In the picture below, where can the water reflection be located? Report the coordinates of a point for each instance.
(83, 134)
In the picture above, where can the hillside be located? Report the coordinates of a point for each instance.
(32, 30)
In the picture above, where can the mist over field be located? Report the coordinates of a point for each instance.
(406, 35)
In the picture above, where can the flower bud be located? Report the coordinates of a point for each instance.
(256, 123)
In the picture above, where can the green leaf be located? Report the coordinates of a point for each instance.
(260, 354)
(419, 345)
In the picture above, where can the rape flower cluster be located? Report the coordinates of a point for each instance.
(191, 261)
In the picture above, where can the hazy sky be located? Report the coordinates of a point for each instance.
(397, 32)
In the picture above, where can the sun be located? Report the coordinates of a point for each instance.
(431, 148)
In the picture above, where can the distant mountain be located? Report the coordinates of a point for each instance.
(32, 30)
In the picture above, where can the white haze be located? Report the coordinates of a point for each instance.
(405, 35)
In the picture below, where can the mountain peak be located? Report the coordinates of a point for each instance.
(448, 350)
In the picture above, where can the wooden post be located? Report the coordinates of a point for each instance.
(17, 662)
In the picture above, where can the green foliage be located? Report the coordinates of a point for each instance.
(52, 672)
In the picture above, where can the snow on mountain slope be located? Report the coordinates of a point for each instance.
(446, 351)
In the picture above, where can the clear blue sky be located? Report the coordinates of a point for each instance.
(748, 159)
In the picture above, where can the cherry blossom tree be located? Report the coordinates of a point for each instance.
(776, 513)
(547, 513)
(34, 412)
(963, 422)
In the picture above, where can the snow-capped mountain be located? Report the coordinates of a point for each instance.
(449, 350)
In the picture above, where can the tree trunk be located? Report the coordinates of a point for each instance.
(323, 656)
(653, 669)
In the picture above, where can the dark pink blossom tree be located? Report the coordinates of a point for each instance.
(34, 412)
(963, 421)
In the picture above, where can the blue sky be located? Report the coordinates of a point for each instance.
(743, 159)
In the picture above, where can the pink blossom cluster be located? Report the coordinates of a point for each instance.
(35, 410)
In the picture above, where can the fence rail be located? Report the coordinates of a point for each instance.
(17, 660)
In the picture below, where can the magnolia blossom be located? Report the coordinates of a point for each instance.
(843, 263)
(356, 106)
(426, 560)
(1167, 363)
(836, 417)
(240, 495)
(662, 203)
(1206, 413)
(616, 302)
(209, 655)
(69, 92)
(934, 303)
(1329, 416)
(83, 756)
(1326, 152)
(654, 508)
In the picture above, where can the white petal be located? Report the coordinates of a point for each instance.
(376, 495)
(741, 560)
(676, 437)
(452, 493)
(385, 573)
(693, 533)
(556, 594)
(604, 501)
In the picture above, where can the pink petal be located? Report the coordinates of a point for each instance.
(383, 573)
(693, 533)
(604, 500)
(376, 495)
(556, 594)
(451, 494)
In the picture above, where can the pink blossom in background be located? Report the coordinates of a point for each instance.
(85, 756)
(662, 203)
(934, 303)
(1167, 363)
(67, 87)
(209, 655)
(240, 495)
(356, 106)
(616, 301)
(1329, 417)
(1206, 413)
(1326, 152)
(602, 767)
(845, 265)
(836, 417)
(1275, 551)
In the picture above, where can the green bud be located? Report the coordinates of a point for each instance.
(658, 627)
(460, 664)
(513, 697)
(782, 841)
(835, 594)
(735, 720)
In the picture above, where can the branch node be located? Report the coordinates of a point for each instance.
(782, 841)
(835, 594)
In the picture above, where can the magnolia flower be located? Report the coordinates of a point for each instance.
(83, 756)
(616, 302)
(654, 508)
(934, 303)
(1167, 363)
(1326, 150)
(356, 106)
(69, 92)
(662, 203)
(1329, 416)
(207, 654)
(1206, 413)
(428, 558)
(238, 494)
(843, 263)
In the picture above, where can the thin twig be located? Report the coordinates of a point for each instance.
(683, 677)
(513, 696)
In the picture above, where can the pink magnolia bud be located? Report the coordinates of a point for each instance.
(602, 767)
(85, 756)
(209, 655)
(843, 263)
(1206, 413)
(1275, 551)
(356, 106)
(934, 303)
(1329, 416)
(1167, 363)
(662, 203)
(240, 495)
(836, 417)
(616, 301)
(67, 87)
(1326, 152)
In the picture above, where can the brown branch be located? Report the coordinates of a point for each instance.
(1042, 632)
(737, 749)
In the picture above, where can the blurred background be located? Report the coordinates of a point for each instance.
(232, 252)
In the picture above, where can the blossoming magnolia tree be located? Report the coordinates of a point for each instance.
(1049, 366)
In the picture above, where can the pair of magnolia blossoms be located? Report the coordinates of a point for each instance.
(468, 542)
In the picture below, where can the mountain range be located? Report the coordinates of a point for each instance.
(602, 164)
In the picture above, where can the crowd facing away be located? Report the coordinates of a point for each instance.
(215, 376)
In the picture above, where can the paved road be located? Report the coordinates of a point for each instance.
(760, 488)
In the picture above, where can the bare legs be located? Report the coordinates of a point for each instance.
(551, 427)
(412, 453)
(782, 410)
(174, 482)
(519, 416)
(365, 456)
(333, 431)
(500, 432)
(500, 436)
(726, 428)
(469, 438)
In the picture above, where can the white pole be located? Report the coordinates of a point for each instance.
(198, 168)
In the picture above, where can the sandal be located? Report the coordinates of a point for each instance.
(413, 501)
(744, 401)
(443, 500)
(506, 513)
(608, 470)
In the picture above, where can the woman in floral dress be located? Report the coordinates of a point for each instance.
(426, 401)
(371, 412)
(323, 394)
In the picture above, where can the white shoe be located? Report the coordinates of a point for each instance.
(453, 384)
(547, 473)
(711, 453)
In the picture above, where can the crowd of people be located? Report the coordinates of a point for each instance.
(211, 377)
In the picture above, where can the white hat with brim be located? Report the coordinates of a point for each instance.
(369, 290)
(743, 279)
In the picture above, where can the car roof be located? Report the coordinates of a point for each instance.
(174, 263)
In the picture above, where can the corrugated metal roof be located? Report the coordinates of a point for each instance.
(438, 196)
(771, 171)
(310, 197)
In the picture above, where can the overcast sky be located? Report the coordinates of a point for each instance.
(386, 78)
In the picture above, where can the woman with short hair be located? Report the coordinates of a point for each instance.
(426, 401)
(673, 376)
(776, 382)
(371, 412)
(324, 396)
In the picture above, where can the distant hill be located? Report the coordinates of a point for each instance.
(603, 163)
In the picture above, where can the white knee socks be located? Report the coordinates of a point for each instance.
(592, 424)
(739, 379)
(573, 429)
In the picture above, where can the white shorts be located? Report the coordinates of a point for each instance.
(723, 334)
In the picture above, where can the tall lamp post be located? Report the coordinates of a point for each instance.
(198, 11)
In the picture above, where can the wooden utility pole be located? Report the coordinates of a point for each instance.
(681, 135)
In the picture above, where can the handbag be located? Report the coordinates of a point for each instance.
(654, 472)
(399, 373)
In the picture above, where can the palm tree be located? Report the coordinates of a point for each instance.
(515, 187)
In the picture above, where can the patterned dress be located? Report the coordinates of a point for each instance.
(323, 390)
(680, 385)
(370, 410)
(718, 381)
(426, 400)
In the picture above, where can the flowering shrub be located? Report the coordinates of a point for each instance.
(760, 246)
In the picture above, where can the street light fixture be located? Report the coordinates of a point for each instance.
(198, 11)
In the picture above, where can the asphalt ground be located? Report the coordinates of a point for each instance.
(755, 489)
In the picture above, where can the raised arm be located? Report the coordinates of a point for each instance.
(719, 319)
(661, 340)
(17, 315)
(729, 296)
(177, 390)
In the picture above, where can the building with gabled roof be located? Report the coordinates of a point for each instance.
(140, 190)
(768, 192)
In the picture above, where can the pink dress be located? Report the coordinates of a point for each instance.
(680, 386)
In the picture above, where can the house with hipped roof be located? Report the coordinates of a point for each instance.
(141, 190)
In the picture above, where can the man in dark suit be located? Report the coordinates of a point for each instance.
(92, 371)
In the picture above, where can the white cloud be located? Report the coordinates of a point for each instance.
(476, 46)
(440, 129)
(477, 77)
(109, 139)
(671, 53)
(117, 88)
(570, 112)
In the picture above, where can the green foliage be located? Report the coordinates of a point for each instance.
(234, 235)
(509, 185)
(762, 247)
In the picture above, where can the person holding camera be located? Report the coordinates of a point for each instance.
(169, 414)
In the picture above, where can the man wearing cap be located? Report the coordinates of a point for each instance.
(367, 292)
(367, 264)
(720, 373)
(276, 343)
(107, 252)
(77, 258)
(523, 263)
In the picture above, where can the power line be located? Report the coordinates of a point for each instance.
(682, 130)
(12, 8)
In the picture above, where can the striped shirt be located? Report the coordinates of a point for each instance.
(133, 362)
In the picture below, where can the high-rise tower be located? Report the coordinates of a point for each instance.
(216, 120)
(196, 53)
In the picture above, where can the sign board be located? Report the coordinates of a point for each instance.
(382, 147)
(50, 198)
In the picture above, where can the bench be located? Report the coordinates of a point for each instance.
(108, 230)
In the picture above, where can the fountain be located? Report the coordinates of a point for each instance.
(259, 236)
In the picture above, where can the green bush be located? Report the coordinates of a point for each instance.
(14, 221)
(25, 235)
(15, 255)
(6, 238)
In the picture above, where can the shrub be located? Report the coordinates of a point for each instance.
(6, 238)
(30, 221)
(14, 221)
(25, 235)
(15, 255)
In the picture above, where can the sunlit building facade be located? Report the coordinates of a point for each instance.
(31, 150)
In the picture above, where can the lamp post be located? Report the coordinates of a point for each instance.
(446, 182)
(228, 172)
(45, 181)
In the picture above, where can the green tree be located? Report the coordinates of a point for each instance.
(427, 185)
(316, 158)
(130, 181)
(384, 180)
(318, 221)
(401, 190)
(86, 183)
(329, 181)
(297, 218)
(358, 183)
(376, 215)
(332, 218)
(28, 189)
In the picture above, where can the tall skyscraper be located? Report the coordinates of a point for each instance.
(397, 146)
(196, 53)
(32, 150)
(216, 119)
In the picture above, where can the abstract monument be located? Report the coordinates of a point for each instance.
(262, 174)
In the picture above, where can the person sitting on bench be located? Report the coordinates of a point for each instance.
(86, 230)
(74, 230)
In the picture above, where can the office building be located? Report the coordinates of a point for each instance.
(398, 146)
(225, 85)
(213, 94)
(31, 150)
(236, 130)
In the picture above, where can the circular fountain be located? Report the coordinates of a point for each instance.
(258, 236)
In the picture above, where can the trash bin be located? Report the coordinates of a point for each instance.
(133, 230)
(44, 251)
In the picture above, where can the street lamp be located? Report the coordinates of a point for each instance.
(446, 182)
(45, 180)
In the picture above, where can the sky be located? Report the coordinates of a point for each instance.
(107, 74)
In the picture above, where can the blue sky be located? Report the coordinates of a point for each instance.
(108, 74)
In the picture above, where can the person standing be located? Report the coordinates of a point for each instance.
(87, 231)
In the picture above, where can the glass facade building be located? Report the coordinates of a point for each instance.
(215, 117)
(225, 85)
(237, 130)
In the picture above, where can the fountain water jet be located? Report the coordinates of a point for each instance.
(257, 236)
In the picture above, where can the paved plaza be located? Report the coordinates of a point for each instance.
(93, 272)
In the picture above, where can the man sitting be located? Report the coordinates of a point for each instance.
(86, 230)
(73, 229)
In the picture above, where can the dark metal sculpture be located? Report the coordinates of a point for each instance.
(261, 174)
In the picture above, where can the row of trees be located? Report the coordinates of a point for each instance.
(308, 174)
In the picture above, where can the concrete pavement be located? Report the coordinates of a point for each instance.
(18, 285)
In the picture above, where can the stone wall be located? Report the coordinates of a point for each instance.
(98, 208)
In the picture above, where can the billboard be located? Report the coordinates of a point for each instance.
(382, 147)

* Your goal:
Nothing but the lines from the line with "In the picture above, where can the paved plaza" to the last line of the listing above should appear; please retype them exactly, both ends included.

* Exercise result:
In the picture above, where can the paved plaza be located? Report the coordinates of a point for each instance.
(93, 272)
In the picture above, where can the man sitting be located? Report the coordinates of a point for each instance.
(86, 230)
(73, 229)
In the picture above, where can the dark metal sculpture be located? Report the coordinates of a point for each instance.
(261, 174)
In the picture above, where can the row of trees be located? Report the coordinates of a point for each instance.
(308, 174)
In the picture above, where can the concrete pavement be located? Report the coordinates of a point for each instance.
(18, 285)
In the picture above, where can the stone wall be located? Report the coordinates of a point for each instance.
(98, 208)
In the picture above, where can the billboard be located? Report the coordinates of a point for each instance.
(382, 147)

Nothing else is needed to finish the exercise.